- [Dataset content]
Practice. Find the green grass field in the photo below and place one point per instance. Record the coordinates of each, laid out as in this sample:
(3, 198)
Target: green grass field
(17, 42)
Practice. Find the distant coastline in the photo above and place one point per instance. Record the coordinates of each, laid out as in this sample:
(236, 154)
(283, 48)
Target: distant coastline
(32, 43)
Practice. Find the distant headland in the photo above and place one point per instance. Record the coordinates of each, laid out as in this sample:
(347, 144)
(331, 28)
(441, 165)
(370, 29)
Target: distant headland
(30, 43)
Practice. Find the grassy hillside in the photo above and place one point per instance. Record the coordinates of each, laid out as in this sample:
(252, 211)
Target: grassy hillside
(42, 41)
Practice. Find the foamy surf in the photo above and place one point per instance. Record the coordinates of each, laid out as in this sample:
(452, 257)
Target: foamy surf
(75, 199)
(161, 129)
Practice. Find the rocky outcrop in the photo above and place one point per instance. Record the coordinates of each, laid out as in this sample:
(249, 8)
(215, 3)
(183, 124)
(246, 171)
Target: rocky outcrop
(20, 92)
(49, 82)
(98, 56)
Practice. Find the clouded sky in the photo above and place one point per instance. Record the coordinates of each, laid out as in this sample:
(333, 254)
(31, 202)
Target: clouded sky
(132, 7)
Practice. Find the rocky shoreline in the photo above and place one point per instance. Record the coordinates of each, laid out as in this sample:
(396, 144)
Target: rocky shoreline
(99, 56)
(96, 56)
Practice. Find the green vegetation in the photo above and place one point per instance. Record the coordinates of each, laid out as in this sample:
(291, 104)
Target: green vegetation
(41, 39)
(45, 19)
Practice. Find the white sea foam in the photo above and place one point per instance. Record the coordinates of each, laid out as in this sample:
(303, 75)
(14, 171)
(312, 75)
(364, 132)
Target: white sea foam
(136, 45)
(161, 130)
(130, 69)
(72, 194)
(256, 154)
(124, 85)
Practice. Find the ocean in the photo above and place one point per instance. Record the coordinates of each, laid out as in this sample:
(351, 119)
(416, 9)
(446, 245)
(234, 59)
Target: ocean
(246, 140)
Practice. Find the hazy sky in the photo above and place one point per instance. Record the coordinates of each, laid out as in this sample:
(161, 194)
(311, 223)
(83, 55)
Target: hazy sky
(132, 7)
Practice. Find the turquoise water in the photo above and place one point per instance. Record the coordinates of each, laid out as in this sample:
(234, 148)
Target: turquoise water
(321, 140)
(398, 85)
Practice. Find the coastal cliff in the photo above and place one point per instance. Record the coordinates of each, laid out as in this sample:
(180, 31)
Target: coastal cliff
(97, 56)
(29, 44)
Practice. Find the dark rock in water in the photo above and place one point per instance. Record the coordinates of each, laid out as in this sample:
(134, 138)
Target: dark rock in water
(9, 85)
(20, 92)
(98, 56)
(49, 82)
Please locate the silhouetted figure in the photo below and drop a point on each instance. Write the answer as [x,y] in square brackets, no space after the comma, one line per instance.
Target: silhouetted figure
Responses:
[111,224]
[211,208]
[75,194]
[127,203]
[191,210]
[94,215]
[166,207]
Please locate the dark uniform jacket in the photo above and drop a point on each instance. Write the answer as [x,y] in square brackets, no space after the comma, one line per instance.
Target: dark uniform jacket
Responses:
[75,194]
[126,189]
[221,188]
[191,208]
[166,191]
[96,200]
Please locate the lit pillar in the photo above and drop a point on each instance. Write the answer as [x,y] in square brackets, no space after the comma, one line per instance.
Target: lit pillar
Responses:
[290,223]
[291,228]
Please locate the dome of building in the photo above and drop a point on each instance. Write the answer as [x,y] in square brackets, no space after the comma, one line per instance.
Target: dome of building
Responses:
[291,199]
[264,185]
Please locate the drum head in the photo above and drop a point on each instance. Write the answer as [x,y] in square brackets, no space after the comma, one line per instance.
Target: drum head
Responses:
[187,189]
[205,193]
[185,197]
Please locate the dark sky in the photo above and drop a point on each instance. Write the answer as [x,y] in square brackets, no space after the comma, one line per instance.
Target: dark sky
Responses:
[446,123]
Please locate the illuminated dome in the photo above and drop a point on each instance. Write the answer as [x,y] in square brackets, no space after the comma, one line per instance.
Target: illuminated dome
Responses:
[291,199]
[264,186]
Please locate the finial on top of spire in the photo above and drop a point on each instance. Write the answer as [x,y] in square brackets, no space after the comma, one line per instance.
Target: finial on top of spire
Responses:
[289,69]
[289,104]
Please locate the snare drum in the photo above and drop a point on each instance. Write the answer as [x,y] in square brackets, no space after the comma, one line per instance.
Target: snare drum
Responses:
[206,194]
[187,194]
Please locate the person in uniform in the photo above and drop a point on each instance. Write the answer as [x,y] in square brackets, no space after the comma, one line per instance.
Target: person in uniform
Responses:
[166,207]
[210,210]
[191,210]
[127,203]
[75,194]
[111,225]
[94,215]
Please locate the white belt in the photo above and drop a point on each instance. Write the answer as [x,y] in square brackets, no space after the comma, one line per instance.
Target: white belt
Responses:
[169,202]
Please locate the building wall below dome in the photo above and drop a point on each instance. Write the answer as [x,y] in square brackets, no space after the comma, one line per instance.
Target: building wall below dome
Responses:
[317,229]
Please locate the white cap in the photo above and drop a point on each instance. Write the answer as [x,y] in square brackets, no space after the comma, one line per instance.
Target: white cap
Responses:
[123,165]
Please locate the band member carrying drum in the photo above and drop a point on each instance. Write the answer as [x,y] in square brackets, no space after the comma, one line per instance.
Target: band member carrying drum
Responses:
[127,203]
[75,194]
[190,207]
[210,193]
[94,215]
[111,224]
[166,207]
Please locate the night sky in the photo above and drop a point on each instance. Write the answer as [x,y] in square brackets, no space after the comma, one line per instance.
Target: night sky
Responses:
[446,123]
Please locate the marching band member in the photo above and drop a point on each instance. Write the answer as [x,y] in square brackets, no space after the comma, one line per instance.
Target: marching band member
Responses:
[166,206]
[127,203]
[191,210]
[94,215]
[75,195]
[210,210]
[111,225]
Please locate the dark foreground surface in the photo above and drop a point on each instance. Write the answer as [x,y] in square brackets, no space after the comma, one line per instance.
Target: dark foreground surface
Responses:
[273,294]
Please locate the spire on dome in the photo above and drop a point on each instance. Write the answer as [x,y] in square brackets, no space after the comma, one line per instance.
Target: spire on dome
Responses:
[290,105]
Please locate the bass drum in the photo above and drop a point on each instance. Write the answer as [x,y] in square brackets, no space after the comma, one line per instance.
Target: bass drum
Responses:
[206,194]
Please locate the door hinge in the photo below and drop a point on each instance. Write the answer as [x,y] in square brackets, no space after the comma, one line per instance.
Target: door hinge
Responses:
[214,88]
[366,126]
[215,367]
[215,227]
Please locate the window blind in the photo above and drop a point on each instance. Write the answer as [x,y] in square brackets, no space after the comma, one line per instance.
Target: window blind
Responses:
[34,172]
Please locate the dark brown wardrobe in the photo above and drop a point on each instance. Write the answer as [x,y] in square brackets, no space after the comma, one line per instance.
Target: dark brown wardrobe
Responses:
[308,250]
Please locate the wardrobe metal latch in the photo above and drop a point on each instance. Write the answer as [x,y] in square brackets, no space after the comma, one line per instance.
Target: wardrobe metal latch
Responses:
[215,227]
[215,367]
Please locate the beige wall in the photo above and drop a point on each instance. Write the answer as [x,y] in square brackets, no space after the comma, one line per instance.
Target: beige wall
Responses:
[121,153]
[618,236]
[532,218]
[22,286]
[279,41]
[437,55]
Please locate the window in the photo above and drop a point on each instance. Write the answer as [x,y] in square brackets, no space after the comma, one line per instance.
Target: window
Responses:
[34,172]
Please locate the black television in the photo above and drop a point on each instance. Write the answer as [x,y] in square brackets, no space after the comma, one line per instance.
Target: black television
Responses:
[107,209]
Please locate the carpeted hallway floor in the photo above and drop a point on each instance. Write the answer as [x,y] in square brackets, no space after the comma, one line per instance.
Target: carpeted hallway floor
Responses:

- [Required work]
When a line in the listing above holds the word "belt", copy it.

- [Response]
Please locate the white belt in the photo above and drop a point on each instance. Write the answer as [x,y] in square brackets, no space after the comma, one line per instance.
Target: white belt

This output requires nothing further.